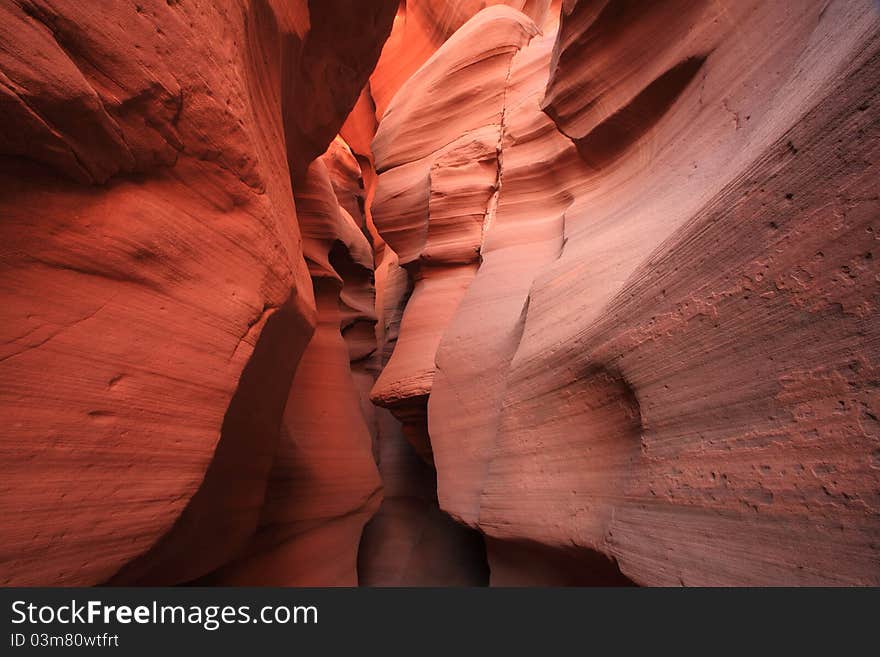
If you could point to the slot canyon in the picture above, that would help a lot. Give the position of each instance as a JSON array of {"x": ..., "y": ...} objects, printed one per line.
[{"x": 440, "y": 292}]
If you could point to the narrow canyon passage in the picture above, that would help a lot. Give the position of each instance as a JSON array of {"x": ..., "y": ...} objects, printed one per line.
[{"x": 440, "y": 293}]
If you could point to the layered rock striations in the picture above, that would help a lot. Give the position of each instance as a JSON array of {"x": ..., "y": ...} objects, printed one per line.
[
  {"x": 662, "y": 370},
  {"x": 440, "y": 293},
  {"x": 156, "y": 300}
]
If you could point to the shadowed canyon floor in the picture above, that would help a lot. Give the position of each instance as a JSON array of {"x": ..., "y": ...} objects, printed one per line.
[{"x": 440, "y": 292}]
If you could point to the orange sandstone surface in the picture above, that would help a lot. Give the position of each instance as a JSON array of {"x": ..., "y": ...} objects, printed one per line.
[{"x": 435, "y": 292}]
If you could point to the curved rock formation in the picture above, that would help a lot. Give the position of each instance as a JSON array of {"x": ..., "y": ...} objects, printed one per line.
[
  {"x": 620, "y": 385},
  {"x": 606, "y": 268},
  {"x": 155, "y": 297}
]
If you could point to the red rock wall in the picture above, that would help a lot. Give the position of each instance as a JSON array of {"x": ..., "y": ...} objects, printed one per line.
[
  {"x": 584, "y": 288},
  {"x": 662, "y": 367},
  {"x": 154, "y": 292}
]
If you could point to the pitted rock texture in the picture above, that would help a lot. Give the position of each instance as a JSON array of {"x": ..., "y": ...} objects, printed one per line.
[
  {"x": 155, "y": 297},
  {"x": 429, "y": 292},
  {"x": 662, "y": 370}
]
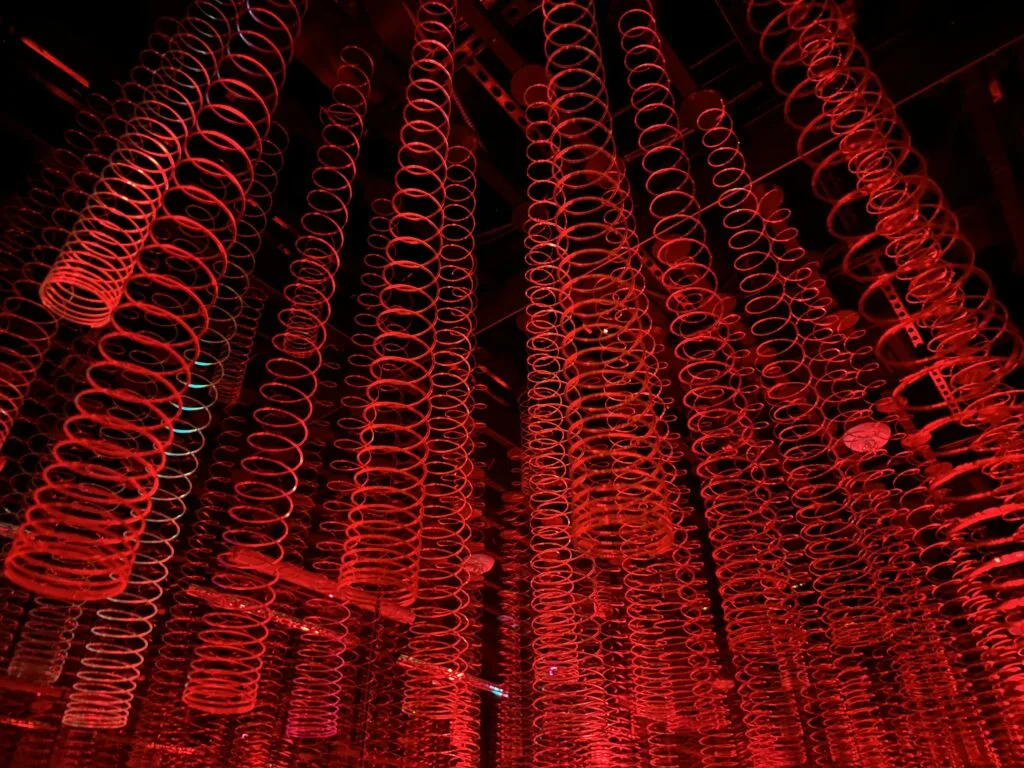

_Work request_
Although the entries contain pictures, copy everything else in them exactly.

_Written answer_
If you could point to the slot canyon in the picture above, that would help a lot. Give the position of each instance as a JSON array of {"x": ..., "y": ...} objects, printed one per line.
[{"x": 440, "y": 292}]
If you could point to the narrow canyon passage in the picture above, that would help a lot. Give the position of each instance as a JSON array of {"x": ..., "y": ...} objects, printed one per line.
[{"x": 440, "y": 293}]
If you could point to the layered rock striations in the picture above, that would help a lot. Give the position of each instance as a JSON array of {"x": ..., "y": ...} objects, printed one per line.
[
  {"x": 662, "y": 370},
  {"x": 440, "y": 293},
  {"x": 156, "y": 300}
]
If you could point to the shadowed canyon floor in the picture above, that would help a lot. Give the position of each instance as a JSON array of {"x": ..., "y": ...} objects, printed one per line.
[{"x": 440, "y": 292}]
If you could point to the orange sandstone surface in the picture above, that would help a lot. Give the position of each instance as a JSON array of {"x": ..., "y": ...} objects, printed one per line.
[{"x": 435, "y": 292}]
If you could point to the curved rock formation in the picture above, that would help a lot. Give the position of each instance as a JSON array of {"x": ..., "y": ...} objects, printed one per line.
[
  {"x": 620, "y": 385},
  {"x": 606, "y": 268},
  {"x": 155, "y": 297}
]
If you could point to the red rock wall in the picture above, that would help a lot. Give the position of each instance as a JSON array of {"x": ..., "y": ...} objects, printed one per line.
[
  {"x": 584, "y": 288},
  {"x": 662, "y": 367},
  {"x": 154, "y": 292}
]
If you could point to the pitted rock texture in the picture above, that would help a lot. Give the position of each instance as a JSON array of {"x": ..., "y": ...} objects, printed one per line.
[
  {"x": 155, "y": 297},
  {"x": 429, "y": 292},
  {"x": 662, "y": 370}
]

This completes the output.